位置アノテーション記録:

___

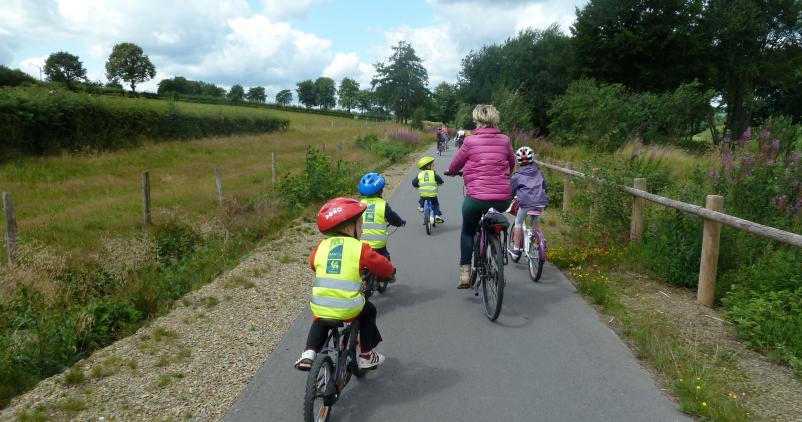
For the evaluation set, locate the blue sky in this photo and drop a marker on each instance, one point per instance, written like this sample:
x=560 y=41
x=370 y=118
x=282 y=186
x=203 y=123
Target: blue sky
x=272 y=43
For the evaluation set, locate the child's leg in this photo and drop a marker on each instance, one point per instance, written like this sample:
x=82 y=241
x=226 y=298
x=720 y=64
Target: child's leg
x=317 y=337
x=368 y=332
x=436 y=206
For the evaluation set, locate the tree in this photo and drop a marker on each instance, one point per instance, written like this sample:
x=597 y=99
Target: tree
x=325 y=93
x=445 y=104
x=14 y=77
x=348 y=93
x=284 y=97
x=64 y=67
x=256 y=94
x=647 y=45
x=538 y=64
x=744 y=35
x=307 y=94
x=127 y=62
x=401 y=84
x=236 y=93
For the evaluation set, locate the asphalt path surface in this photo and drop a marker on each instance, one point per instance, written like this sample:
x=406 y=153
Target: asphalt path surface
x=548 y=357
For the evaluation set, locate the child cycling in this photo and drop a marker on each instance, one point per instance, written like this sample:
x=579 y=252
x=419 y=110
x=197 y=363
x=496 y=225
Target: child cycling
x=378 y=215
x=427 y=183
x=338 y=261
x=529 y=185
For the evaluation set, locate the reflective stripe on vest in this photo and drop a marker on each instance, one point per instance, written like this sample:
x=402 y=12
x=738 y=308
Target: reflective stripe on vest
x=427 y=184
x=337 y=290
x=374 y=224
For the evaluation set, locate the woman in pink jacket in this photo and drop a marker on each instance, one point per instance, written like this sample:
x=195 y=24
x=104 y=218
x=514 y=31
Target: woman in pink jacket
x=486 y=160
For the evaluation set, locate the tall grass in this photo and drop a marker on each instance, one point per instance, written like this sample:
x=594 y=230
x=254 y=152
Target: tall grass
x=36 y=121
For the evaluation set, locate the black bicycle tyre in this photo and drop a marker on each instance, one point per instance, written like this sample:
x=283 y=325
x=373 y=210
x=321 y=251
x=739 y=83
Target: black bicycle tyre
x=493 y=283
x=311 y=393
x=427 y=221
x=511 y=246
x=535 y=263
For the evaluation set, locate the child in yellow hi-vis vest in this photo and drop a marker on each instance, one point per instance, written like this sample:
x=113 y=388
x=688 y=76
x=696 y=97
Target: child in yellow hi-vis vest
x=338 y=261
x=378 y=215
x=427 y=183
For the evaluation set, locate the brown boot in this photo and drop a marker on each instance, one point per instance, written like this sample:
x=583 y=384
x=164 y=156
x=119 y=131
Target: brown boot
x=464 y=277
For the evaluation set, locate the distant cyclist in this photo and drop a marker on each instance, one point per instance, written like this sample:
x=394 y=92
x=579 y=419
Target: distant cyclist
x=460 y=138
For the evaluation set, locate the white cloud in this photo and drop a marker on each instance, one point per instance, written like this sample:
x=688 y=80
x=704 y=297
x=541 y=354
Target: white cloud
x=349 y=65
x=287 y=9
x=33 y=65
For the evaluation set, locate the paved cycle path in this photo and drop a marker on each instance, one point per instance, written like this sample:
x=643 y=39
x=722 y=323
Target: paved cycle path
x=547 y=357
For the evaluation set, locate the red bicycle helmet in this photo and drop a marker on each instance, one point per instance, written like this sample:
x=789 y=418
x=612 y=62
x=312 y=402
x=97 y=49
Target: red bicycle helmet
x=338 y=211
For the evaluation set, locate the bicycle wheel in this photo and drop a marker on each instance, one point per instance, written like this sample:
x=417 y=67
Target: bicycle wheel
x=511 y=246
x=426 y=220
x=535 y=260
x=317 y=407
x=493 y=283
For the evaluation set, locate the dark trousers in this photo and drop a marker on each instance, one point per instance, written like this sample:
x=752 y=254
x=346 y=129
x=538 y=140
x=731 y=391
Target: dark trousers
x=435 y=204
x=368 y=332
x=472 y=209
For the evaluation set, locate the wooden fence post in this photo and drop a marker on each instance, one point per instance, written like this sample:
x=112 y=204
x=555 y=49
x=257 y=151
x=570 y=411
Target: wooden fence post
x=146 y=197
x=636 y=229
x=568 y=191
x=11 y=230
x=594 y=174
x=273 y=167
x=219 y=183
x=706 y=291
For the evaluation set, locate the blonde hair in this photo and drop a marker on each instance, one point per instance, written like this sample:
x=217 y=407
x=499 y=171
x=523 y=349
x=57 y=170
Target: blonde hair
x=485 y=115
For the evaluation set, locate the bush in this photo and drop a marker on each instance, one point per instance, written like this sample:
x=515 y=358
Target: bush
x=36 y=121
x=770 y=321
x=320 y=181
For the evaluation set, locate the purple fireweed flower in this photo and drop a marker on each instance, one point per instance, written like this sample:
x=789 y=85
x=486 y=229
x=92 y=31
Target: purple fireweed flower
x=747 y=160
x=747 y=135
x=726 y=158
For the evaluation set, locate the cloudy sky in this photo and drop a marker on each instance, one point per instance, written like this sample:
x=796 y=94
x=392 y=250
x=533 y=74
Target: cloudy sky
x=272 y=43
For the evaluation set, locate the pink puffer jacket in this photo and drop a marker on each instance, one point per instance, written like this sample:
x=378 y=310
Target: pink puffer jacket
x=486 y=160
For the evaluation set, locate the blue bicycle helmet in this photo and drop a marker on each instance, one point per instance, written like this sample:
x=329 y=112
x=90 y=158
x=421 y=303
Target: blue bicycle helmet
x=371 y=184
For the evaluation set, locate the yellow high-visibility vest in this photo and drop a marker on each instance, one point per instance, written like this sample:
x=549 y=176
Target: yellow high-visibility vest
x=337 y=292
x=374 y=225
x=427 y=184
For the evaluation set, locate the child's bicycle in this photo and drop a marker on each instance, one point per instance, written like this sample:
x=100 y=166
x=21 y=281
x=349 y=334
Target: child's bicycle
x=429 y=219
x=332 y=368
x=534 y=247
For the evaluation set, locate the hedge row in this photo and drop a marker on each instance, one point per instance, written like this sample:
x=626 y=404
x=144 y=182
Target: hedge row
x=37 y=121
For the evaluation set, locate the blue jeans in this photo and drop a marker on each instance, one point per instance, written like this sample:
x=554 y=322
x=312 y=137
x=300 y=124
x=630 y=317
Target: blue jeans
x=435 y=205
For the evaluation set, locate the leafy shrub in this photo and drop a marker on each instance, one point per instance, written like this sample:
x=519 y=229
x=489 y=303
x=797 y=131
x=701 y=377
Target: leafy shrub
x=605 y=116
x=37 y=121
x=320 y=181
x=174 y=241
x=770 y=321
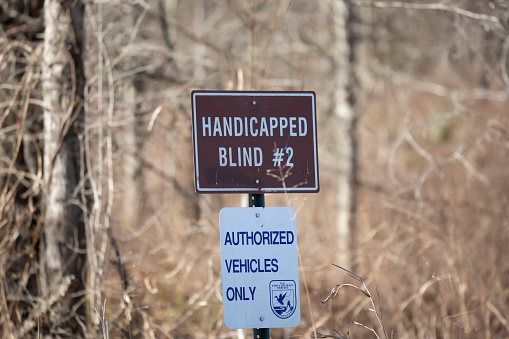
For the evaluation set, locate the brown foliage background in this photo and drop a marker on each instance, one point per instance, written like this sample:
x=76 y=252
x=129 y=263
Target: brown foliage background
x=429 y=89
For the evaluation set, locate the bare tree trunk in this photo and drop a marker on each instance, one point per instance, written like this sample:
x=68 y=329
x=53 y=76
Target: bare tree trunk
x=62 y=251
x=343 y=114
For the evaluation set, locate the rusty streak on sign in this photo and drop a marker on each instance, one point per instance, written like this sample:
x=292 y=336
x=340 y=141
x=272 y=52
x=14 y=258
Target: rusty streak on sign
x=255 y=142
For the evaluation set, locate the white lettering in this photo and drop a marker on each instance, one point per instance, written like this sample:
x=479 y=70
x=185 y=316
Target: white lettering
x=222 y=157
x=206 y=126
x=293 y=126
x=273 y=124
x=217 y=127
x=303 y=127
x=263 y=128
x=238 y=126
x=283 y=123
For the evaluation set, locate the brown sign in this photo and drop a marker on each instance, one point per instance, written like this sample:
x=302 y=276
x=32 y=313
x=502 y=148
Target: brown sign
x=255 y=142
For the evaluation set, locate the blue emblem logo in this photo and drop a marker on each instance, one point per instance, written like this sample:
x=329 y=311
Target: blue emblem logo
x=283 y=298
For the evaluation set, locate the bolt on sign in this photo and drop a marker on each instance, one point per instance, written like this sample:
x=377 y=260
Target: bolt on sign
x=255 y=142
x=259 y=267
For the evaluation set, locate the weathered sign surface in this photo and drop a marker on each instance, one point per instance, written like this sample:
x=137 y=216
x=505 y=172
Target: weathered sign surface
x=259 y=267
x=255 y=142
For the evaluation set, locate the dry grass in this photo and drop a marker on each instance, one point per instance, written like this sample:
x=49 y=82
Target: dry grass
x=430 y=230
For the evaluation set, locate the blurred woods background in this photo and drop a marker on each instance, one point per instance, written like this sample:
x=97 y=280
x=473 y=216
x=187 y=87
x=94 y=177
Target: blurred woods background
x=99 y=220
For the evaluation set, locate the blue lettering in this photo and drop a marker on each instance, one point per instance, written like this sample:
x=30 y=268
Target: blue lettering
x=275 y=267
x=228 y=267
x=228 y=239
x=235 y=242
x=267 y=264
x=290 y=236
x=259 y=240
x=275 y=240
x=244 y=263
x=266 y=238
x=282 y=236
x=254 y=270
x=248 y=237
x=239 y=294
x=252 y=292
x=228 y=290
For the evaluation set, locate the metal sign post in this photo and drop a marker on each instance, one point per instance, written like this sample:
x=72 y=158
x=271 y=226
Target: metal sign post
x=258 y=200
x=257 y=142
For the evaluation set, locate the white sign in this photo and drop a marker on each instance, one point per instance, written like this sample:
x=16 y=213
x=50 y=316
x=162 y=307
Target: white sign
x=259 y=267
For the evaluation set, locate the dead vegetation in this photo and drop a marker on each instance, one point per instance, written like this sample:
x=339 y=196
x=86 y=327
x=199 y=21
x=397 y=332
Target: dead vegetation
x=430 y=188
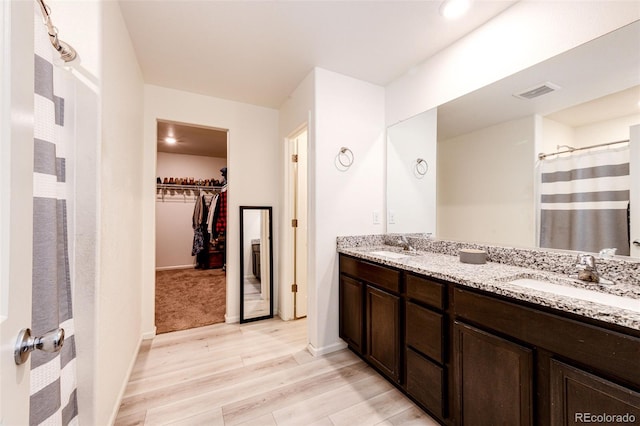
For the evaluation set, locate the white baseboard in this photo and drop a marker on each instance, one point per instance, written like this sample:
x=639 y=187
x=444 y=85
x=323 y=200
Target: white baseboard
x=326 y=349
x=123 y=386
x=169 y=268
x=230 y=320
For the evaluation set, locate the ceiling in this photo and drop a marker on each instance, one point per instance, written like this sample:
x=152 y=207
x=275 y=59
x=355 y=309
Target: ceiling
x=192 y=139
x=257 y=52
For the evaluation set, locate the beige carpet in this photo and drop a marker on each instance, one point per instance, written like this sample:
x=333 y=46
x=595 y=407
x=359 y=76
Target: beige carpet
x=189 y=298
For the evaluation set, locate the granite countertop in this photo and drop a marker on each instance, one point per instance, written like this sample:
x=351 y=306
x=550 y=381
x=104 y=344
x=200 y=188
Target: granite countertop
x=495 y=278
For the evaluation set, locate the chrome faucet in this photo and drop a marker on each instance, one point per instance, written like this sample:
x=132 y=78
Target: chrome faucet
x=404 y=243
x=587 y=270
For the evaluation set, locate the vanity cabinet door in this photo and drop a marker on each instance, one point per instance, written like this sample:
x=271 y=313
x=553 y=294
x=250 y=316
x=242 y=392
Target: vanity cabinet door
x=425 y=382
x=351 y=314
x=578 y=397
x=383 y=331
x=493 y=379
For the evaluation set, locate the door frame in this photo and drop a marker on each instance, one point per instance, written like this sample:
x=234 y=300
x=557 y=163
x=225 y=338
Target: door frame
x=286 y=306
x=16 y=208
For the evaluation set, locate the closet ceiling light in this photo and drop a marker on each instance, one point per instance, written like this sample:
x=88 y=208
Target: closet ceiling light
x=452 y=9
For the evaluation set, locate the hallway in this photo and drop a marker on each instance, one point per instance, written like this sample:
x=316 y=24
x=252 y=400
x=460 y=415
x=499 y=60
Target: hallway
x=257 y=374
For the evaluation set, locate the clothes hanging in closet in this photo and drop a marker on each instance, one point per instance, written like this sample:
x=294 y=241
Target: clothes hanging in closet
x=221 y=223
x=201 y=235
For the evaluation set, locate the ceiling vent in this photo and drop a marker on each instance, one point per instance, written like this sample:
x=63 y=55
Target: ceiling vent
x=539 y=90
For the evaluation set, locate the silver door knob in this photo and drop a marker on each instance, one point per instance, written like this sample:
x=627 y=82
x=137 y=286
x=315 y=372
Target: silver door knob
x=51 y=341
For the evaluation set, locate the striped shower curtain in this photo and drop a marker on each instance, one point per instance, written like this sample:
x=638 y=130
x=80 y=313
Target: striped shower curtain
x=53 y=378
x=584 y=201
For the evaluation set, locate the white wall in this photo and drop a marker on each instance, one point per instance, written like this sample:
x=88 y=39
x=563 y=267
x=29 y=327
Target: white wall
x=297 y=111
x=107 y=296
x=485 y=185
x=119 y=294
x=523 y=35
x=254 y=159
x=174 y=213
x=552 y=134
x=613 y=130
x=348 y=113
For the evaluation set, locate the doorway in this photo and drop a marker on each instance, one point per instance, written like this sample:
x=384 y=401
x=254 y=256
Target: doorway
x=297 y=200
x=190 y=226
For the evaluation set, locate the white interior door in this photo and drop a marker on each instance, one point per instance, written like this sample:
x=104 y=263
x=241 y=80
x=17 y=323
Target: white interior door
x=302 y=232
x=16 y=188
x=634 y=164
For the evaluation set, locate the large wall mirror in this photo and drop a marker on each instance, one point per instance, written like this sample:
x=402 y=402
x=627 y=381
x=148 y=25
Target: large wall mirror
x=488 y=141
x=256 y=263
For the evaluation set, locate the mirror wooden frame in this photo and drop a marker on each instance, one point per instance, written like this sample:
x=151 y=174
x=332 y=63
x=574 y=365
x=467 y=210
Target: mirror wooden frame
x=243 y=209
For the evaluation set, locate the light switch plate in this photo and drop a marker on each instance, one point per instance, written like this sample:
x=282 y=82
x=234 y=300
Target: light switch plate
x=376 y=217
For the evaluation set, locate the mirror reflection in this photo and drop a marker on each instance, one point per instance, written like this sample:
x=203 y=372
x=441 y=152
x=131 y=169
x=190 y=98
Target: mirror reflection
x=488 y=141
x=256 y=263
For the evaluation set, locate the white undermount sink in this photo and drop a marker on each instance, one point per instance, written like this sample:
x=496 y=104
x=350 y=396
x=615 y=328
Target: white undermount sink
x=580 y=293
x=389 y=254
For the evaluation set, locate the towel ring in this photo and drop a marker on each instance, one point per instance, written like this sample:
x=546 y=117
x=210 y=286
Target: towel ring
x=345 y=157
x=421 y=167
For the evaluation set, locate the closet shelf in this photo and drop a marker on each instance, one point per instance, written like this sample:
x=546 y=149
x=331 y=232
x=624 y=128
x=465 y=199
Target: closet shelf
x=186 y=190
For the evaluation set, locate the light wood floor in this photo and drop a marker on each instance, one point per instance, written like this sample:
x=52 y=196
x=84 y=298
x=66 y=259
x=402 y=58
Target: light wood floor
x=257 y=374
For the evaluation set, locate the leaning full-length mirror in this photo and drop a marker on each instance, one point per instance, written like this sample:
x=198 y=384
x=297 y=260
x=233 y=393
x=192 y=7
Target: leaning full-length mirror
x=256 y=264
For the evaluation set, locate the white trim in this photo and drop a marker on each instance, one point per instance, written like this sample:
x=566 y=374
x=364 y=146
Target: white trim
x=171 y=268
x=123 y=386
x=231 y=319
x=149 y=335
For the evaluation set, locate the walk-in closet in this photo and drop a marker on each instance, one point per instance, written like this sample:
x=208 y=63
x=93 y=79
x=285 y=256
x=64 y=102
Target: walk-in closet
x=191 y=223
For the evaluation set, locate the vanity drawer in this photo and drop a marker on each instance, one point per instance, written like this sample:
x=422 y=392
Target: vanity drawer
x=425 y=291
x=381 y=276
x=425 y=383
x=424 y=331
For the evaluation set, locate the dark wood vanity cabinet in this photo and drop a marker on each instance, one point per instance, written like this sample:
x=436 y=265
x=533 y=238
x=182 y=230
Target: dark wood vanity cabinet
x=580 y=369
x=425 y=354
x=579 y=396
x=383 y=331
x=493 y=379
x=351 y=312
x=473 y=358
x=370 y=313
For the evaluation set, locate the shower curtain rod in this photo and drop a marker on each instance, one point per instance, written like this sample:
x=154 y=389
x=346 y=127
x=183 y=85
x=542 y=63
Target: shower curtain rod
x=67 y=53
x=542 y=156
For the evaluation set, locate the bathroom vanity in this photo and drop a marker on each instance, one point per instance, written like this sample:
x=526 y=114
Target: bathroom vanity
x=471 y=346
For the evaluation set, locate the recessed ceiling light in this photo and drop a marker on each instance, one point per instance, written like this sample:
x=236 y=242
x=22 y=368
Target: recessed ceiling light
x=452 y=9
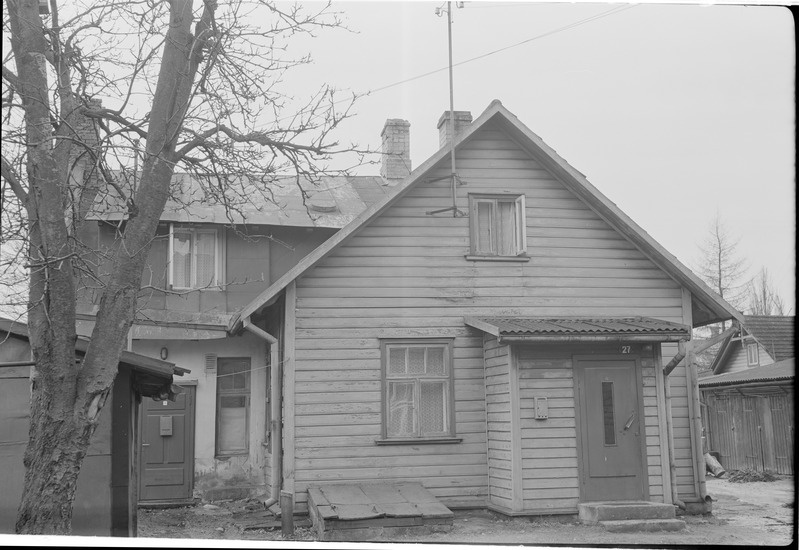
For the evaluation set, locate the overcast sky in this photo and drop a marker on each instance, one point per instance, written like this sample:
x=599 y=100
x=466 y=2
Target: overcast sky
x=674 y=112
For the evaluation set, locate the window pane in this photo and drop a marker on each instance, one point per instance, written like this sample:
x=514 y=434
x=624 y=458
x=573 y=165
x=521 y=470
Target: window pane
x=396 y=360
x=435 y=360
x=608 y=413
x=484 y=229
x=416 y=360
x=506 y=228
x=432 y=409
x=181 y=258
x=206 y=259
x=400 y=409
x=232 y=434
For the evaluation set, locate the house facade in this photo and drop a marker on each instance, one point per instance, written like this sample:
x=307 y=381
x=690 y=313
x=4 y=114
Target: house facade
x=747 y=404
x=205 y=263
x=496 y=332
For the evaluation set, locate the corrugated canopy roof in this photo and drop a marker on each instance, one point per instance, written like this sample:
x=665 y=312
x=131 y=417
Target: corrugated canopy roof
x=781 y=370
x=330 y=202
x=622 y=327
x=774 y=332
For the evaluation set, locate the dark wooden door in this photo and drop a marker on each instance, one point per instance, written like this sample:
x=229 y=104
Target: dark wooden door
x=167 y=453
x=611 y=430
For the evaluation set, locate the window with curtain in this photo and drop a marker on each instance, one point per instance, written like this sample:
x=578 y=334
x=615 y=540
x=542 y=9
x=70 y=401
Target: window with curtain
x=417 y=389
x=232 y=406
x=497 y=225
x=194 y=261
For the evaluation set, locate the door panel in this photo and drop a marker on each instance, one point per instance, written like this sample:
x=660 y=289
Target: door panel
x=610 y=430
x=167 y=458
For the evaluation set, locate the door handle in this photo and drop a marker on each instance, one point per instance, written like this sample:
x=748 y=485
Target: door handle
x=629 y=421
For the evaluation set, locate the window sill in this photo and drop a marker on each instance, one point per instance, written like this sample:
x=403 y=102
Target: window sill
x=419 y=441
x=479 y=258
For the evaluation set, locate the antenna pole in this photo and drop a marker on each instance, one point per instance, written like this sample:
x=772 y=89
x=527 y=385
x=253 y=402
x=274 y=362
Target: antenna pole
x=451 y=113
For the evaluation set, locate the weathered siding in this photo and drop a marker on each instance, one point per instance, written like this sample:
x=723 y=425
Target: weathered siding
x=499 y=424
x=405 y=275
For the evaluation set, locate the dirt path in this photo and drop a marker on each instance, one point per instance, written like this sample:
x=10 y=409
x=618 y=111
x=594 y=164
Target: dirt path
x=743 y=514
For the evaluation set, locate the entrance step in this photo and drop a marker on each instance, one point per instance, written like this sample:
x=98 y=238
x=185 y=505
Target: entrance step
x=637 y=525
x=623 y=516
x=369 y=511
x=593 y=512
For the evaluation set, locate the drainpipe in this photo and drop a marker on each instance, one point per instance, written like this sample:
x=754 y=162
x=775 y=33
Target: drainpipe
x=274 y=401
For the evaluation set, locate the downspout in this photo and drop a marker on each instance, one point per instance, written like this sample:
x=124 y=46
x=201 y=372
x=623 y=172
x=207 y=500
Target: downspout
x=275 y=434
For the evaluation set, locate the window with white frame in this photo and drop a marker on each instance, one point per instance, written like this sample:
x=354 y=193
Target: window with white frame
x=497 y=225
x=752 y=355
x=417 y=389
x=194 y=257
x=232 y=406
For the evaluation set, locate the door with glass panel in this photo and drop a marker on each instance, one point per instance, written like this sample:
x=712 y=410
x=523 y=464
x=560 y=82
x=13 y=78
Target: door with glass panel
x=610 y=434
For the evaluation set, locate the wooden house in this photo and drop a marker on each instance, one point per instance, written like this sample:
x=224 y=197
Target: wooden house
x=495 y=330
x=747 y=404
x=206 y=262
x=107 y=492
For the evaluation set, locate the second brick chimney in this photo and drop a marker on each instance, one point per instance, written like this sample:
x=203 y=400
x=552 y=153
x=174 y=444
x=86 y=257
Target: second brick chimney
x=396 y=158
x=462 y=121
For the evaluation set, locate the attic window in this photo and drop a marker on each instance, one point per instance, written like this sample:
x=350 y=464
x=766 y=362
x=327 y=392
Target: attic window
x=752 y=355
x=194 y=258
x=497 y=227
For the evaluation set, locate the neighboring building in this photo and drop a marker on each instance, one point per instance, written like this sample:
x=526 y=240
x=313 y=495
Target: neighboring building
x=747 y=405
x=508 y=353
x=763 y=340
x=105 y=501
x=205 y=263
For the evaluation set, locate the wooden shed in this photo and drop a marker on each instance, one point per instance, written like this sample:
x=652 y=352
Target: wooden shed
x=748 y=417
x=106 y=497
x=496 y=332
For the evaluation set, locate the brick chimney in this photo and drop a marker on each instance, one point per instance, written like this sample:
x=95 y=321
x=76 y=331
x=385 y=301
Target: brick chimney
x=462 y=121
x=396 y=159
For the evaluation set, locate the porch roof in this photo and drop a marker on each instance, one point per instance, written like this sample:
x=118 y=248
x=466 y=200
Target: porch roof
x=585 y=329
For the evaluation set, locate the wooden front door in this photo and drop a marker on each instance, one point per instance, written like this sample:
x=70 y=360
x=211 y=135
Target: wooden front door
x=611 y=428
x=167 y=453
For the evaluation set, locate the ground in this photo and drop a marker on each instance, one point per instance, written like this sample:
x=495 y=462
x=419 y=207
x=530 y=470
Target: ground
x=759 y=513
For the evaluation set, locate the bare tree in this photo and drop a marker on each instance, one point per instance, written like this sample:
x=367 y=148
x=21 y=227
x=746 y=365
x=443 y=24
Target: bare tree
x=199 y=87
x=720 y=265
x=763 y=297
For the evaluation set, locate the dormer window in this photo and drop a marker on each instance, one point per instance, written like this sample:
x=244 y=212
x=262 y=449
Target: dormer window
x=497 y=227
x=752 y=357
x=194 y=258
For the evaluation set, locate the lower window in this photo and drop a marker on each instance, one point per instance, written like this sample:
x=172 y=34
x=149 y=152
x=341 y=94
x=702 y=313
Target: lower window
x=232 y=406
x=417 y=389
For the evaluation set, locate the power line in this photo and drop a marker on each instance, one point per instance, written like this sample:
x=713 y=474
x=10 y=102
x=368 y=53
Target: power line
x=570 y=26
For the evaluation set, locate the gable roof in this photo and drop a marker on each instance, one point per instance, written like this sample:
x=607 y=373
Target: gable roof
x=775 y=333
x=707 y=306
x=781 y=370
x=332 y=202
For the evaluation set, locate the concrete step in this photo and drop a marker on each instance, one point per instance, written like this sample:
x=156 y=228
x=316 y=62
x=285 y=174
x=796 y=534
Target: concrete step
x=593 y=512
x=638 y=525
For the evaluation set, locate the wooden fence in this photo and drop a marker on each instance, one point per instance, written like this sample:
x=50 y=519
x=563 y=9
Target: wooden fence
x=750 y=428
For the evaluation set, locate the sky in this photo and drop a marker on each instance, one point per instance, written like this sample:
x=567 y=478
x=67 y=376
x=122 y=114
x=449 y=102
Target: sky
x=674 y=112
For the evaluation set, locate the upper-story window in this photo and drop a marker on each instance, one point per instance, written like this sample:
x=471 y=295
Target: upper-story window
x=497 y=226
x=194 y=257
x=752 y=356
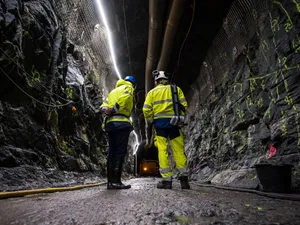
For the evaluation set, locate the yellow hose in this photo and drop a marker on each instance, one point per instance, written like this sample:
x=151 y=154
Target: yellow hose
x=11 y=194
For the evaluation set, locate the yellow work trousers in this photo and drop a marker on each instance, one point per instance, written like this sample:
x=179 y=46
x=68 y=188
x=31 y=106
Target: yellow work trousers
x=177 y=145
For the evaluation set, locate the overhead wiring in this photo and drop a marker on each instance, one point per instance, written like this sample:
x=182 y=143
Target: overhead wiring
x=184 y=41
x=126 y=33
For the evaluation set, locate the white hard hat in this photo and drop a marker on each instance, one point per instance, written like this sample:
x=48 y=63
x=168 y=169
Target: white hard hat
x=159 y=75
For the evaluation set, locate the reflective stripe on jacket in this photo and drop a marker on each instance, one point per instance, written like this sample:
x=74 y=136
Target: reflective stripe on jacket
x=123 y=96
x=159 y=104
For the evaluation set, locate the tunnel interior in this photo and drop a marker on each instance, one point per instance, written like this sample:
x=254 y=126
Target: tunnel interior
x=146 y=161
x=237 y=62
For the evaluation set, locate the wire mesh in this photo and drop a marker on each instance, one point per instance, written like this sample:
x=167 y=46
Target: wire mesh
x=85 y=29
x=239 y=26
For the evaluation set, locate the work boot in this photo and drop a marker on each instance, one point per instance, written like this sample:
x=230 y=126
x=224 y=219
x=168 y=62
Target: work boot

___

要件. 記録の冒頭から「x=436 y=206」を含む行までの範囲を、「marker」を「pin」に差し替え、ほかは一切変えずに示してください。画像は省いてください。

期待される解答.
For the evaluation set, locate the blue sky in this photo and drop a pin on each instance, one point per instance, written like this sample:
x=560 y=41
x=370 y=118
x=282 y=186
x=203 y=123
Target: blue sky
x=272 y=43
For the evaluation set, locate the child's leg in this photo and drop a pin on each instance, one point per instance, written like this sample:
x=82 y=241
x=226 y=298
x=720 y=64
Target: child's leg
x=317 y=337
x=368 y=332
x=436 y=206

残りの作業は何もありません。